▸ **Text excerpt**
--- Start ---

About vtune,

About vtune,

Hello All,

I am big fan of Vtune, and it is the first time I use on MIC, and I have difficulty to extract result, especially Gflop/s and operational intensity. I follow the intel introduction of : http://software.intel.com/en-us/articles/best-know-method-estimating-flo....

for one thread, my command line is :

-bash-4.1$ amplxe-cl -collect-with runsa-knc -knob event-config=CPU_CLK_UNHALTED,VPU_ELEMENTS_ACTIVE,VPU_INSTRUCTIONS_EXECUTED -- ssh mic0 "export OMP_NUM_THREADS=1; export KMP_AFFINITY=compact; /users/ewartt/cyme/build/sandbox/main_mic"

float: 8[Byte],  sec 5.05472 <---------------------------------------- MY TIMER

amplxe: Using result path `/users/ewartt/cyme/build/r005runsa_knc'

amplxe: Executing actions 16 % Resolving module symbols                        

amplxe: Warning: Cannot locate file `/lib64/ld-2.14.90.so'.

amplxe: Executing actions 17 % Resolving information for `main_mic'            

amplxe: Warning: Cannot locate file `sep3_10.ko'.

amplxe: Executing actions 17 % Resolving information for `sep3_10'             

amplxe: Warning: Cannot locate file `/lib64/libc-2.14.90.so'.

amplxe: Executing actions 17 % Resolving information for `libc-2.14.90.so'     

amplxe: Warning: Cannot locate file `/bin/busybox'.

--- End ---

▸ **Given records**
--- Start ---

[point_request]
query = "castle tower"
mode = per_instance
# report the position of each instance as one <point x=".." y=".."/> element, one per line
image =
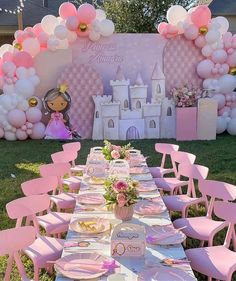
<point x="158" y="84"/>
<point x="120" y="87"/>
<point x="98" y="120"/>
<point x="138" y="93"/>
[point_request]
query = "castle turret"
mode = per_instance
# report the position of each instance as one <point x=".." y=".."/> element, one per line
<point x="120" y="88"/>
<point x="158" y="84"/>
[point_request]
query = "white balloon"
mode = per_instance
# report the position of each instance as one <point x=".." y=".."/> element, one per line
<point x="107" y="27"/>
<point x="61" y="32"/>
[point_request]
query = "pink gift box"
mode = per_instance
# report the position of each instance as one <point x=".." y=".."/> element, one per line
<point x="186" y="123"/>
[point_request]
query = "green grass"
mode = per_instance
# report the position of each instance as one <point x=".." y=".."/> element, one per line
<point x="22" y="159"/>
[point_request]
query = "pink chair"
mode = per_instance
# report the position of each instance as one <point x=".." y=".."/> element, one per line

--- End ---
--- Start ---

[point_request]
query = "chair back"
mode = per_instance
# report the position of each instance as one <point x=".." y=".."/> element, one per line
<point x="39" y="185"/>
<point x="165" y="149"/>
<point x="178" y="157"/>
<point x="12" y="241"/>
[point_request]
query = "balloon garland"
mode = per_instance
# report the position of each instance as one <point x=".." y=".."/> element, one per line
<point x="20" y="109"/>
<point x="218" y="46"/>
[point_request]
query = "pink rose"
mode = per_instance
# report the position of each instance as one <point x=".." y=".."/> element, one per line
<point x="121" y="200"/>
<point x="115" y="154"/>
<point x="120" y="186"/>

--- End ---

▸ **What you need to do**
[1] In the VTune forum post, which three events does the poster list in the event-config knob of the command line?
[2] Write the next part of the VTune forum post, picking up after its last line.

▸ **The replies**
[1] CPU_CLK_UNHALTED, VPU_ELEMENTS_ACTIVE and VPU_INSTRUCTIONS_EXECUTED.

[2]
amplxe: Executing actions 18 % Resolving information for `busybox'             

amplxe: Warning: Cannot locate file `/boot/vmlinuz-2.6.38.8-g5f2543d'.

amplxe: Executing actions 18 % Resolving information for `vmlinux'             

amplxe: Warning: Cannot locate file `/lib64/libcrypto.so.10'.

amplxe: Executing actions 18 % Resolving information for `libcrypto.so.10'     

amplxe: Warning: Cannot locate file `/sbin/sshd'.

amplxe: Executing actions 19 % Resolving information for dangling locations    

amplxe: Warning: Cannot locate file `micscif.ko'.

amplxe: Executing actions 19 % Resolving information for `micscif'             

amplxe: Warning: Cannot locate file `/sep3.10/libabstract_mic_card.so'.

amplxe: Executing actions 20 % Resolving information for `libabstract_mic_card.

amplxe: Warning: Cannot locate file `/gpfs/apps/dommic/intel/composer_xe_2013.2.146/compiler/lib/mic/libiomp5.so'.

amplxe: Executing actions 50 % Generating a report                             

 

Collection and Platform Info

----------------------------

Parameter                 r005runsa_knc

------------------------  --------------------------------------------------------------------------------------------------------------

Application Command Line  ssh "mic0" "export OMP_NUM_THREADS=1; export KMP_AFFINITY=compact; /users/ewartt/cyme/build/sandbox/main_mic"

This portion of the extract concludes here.